Requirements >> Turn every line of the material below into a numbered list, leaving out any blank lines.

######

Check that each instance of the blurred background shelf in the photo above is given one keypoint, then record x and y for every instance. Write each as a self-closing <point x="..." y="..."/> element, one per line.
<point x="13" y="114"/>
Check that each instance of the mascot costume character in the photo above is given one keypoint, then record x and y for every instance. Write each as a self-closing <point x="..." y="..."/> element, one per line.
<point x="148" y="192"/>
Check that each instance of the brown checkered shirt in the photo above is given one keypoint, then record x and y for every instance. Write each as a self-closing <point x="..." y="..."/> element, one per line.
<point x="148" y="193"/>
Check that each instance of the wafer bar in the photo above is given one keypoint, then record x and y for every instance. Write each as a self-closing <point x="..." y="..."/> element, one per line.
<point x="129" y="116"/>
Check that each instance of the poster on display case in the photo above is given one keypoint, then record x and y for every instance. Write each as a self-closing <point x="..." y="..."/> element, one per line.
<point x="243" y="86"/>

######

Task result >>
1. Check that each instance of the blurred background shelf in the photo above is given one keypoint, then record x and y for every instance. Write each as a self-closing <point x="..." y="..."/> element, one per line.
2. <point x="13" y="114"/>
3. Check that each instance of the mascot costume character in the photo above is given one keypoint, then record x and y for every instance. Write each as a self-closing <point x="..." y="..."/> element, one per line.
4. <point x="148" y="192"/>
5. Check that each instance of the brown checkered shirt in the photo above is given one keypoint, then record x and y for every instance. Write each as a self-closing <point x="..." y="..."/> element, one per line.
6. <point x="148" y="193"/>
7. Check that each instance of the wafer bar in the photo above is given one keypoint, then record x and y for every instance. Write each as a self-closing <point x="..." y="..."/> element, one per line.
8. <point x="129" y="116"/>
9. Check that each instance of the poster on display case in the photo above is given one keypoint, then record x and y for every instance. Write each as a self-closing <point x="..." y="..."/> element, one per line.
10. <point x="243" y="86"/>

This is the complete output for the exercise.